Stored items:

--

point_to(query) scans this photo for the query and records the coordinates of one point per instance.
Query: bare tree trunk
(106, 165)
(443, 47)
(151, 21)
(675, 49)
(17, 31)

--

Nothing may change. Retype all of the entries.

point_to(query) scans this photo for the query and records the coordinates of one point per instance.
Query: bare tree trunk
(106, 165)
(443, 47)
(151, 21)
(675, 49)
(17, 31)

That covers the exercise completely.